Written task. Rewrite everything below from the line containing "# point at: smoke cloud" down to the line containing "x=137, y=138", both lines included, with "smoke puff" changed to "vapor puff" and nothing else altered.

Material for the task.
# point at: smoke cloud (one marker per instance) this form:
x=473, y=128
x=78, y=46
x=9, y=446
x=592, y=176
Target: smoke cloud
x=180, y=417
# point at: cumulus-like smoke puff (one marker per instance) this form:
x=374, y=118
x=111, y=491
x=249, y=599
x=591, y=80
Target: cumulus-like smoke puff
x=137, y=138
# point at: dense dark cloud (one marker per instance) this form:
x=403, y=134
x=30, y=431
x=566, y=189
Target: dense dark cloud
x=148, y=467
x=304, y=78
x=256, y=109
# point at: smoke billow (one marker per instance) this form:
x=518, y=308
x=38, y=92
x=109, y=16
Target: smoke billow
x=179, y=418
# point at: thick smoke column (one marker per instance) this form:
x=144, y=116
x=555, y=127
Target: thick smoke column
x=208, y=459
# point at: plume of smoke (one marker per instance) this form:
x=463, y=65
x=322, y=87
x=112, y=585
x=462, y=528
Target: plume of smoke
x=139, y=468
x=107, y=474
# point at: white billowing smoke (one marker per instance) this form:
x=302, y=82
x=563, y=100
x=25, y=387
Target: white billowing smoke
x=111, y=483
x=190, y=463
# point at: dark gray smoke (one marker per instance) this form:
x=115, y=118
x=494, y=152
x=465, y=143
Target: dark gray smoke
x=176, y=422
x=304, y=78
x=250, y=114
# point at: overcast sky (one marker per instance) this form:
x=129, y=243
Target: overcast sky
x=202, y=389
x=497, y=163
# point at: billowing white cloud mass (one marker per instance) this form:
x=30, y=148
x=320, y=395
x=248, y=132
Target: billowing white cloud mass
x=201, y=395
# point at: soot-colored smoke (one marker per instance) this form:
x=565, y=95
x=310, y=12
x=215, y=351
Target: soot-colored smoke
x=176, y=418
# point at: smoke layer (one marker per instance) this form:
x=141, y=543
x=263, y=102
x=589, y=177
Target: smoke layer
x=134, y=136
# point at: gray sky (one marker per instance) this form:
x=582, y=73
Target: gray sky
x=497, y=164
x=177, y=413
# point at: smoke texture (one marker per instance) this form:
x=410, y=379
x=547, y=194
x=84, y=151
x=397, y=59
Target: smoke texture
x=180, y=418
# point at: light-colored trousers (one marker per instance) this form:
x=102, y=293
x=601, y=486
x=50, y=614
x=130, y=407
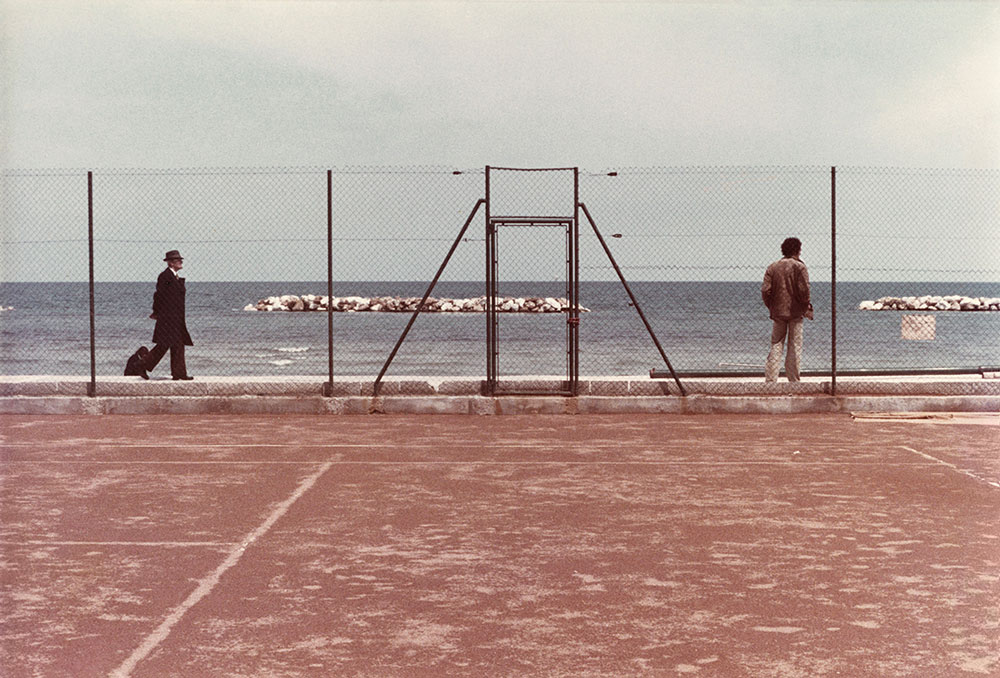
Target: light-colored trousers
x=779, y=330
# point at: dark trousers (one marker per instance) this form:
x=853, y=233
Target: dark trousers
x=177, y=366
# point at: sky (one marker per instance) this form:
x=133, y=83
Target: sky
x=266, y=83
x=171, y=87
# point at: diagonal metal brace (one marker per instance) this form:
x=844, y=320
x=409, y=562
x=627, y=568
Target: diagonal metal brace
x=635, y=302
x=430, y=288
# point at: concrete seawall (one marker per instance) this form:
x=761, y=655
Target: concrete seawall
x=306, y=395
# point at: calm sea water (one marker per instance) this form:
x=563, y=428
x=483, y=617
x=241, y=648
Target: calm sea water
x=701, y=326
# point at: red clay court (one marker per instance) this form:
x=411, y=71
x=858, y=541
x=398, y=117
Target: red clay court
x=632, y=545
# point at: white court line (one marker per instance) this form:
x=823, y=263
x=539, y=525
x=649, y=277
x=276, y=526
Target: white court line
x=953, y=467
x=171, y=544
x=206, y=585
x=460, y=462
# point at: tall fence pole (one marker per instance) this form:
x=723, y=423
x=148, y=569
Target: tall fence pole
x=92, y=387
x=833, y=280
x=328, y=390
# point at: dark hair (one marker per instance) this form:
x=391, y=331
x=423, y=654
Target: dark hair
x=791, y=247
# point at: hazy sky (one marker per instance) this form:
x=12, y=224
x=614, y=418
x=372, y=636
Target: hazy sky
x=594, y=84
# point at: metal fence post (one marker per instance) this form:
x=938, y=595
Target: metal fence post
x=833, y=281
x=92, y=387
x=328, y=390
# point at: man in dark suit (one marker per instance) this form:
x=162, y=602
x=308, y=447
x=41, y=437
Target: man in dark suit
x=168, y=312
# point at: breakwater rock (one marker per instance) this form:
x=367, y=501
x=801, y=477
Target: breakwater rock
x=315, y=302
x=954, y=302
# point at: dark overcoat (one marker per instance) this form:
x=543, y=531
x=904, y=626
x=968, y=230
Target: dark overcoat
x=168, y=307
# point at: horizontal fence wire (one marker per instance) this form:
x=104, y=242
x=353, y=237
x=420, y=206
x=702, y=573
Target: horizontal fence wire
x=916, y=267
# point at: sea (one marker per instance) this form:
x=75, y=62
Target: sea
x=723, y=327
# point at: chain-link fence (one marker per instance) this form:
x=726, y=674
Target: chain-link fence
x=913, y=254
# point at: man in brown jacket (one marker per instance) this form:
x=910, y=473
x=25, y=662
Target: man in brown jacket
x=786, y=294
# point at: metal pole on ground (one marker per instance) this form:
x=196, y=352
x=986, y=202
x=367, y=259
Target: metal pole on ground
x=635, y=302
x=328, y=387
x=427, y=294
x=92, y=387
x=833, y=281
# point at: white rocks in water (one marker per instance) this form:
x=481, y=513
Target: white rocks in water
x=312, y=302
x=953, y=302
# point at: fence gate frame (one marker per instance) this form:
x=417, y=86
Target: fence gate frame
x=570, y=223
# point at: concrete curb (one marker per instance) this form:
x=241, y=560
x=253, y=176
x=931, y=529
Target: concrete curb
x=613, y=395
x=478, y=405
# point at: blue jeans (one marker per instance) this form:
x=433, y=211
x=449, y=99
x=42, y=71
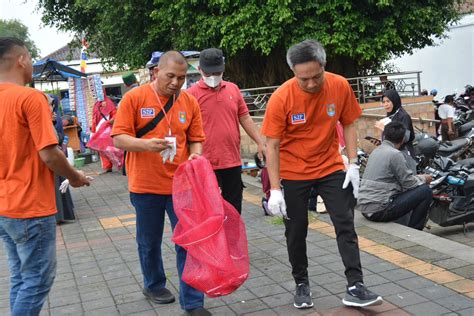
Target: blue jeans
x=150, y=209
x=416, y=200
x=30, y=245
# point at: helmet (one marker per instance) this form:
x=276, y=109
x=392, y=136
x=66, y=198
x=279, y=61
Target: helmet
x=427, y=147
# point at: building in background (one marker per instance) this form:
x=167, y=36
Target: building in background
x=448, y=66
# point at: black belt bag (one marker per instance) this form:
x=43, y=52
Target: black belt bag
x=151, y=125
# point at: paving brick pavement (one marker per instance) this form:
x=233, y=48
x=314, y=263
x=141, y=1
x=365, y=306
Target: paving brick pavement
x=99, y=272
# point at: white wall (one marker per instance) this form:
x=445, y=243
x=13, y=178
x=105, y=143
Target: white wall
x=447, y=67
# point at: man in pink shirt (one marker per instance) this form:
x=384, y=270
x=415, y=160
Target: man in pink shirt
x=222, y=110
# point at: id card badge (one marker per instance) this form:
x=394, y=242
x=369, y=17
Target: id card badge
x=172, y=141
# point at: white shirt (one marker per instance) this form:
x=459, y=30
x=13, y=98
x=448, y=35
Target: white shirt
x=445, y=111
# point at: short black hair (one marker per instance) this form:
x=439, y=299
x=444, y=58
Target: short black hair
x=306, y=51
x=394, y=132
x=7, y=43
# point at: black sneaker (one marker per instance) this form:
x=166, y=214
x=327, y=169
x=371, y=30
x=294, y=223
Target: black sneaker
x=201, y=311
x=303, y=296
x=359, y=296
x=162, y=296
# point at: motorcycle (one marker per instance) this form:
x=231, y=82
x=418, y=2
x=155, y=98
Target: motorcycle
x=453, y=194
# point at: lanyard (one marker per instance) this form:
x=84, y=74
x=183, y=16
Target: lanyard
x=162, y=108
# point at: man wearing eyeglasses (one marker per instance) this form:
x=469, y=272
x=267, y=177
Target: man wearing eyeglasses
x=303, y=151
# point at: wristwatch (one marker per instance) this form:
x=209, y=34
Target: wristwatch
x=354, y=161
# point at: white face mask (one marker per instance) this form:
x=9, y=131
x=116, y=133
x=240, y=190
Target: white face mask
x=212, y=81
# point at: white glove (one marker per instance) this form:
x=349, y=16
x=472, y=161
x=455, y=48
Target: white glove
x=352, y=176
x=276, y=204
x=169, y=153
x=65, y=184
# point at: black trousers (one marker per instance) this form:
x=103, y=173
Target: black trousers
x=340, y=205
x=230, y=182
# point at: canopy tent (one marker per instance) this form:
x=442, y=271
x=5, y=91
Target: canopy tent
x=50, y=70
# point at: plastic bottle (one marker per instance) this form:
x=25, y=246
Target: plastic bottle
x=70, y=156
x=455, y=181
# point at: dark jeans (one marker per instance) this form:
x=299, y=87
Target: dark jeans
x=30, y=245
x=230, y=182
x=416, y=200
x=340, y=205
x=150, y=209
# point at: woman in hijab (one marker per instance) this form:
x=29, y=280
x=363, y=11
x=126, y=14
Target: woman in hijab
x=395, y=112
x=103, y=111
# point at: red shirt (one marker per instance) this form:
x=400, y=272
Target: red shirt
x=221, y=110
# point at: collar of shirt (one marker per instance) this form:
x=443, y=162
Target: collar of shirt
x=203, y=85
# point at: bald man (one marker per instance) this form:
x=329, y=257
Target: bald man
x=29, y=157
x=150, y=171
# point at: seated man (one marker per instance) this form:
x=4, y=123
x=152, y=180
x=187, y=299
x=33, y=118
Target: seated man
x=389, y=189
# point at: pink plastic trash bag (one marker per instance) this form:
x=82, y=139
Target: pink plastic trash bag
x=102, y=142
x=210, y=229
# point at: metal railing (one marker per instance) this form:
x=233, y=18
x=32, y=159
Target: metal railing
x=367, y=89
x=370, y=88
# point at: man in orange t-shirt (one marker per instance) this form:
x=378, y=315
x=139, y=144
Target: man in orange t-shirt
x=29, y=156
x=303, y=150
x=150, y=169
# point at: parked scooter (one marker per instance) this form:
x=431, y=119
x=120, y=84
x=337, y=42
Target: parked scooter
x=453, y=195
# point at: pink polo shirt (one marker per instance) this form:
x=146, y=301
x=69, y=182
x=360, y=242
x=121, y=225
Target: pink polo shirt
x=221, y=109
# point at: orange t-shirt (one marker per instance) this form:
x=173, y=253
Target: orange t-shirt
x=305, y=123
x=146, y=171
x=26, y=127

==

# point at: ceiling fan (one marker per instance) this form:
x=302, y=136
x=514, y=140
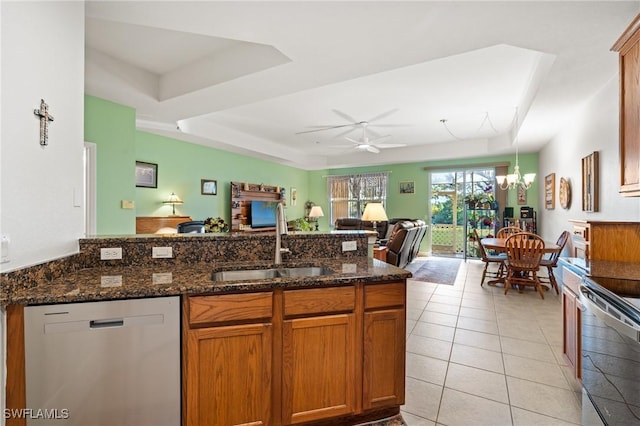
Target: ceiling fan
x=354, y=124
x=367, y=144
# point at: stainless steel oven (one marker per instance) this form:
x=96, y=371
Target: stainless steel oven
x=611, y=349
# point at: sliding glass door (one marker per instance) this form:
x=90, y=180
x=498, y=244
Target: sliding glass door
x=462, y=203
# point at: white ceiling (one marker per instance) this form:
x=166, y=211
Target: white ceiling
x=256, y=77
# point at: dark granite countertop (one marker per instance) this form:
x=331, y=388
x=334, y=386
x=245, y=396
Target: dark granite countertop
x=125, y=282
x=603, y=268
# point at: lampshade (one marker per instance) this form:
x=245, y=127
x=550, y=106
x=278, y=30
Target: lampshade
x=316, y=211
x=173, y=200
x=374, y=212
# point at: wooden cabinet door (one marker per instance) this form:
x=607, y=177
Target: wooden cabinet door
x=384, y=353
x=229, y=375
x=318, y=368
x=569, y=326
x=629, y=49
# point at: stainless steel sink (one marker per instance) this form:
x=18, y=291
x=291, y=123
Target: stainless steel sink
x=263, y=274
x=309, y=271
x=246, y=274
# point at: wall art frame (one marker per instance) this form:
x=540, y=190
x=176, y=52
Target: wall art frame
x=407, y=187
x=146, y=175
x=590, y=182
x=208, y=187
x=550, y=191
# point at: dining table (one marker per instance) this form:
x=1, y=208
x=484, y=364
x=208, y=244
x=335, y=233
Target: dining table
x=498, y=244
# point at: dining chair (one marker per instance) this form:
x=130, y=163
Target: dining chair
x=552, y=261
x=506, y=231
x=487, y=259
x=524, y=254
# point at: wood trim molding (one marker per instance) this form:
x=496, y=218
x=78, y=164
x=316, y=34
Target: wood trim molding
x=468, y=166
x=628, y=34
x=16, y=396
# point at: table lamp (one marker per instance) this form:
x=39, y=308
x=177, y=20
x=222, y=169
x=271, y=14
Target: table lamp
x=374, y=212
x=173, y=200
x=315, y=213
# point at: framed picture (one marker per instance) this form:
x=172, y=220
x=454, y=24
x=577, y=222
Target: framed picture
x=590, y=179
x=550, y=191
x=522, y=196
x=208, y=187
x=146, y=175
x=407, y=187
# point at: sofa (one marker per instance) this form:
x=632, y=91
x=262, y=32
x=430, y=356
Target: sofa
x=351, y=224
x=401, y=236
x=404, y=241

---

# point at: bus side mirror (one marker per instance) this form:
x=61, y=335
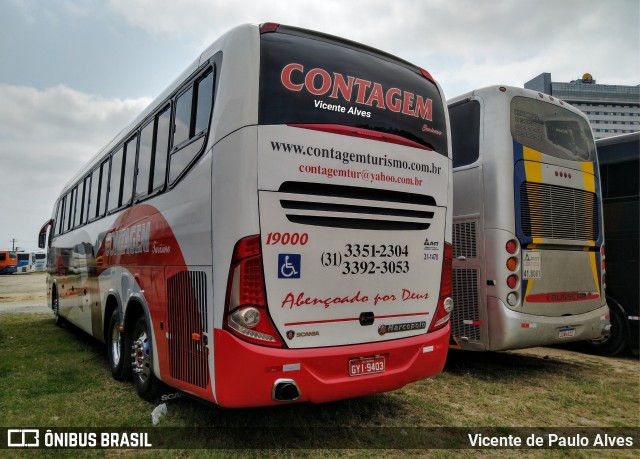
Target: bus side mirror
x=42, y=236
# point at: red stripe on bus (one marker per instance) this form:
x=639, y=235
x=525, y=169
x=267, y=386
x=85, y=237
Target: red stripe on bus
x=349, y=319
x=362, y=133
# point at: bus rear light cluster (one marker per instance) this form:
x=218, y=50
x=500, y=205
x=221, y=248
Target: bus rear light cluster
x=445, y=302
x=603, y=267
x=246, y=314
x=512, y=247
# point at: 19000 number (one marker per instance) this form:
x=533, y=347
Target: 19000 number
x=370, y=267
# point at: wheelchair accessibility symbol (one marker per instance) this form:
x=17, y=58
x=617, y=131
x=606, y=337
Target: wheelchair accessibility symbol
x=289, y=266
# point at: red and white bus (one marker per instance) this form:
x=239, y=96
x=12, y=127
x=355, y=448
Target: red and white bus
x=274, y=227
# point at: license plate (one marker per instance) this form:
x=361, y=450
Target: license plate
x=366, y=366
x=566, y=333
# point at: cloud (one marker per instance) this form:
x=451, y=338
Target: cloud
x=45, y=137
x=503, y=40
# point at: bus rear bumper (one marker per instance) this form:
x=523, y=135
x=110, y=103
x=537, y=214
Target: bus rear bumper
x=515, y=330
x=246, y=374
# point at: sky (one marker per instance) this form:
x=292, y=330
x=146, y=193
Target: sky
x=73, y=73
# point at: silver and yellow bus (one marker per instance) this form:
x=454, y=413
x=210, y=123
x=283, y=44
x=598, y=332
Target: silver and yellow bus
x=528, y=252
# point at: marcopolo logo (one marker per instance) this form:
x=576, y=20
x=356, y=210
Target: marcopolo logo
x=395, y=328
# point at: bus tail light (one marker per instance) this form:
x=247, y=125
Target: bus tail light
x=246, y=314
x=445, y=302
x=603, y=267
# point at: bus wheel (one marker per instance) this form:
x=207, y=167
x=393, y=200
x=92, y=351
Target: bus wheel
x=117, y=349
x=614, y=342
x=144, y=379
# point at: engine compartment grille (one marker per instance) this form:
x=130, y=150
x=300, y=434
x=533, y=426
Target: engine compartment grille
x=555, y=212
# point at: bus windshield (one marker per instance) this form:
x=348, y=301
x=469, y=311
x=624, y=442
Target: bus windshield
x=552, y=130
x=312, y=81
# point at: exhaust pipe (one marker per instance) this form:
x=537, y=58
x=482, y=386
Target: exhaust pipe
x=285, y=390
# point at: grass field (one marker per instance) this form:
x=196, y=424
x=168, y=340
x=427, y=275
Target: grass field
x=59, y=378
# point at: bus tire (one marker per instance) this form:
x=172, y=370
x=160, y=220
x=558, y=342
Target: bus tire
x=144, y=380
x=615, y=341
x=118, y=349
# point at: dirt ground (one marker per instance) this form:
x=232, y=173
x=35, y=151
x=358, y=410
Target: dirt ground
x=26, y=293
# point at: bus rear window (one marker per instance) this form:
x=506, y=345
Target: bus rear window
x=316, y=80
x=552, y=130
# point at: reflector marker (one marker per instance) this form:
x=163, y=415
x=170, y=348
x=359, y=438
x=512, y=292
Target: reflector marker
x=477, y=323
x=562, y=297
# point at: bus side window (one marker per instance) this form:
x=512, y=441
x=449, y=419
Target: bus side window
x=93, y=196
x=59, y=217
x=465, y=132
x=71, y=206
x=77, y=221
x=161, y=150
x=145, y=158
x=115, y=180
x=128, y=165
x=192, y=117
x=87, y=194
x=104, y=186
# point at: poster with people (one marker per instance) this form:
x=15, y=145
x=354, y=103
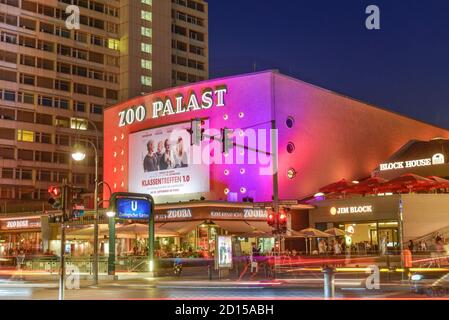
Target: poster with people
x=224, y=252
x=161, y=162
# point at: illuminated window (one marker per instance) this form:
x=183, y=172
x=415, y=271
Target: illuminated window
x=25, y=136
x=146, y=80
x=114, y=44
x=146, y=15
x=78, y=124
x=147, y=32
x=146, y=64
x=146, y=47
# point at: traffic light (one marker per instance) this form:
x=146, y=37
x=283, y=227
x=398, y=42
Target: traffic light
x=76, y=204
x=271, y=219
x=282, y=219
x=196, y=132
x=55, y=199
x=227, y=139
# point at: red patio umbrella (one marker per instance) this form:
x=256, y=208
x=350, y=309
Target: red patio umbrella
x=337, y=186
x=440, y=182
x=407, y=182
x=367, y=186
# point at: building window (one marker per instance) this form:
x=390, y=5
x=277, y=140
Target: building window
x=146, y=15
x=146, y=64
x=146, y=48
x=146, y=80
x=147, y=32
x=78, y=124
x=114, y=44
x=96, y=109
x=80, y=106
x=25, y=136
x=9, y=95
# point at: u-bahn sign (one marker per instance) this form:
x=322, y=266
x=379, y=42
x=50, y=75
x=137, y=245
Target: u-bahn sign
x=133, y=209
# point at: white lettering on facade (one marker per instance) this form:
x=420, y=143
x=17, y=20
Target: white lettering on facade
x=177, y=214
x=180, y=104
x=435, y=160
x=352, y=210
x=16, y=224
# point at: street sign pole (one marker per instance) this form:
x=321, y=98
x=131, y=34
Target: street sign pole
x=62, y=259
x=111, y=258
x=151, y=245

Response for this exercise.
# point at: smoke cloud (one marker per instance) this form:
x=473, y=128
x=78, y=46
x=9, y=446
x=592, y=176
Target: smoke cloud
x=180, y=417
# point at: cumulus-like vapor puff (one marker per instance) this form:
x=374, y=118
x=111, y=491
x=249, y=599
x=591, y=80
Target: cumulus-like vapor puff
x=137, y=138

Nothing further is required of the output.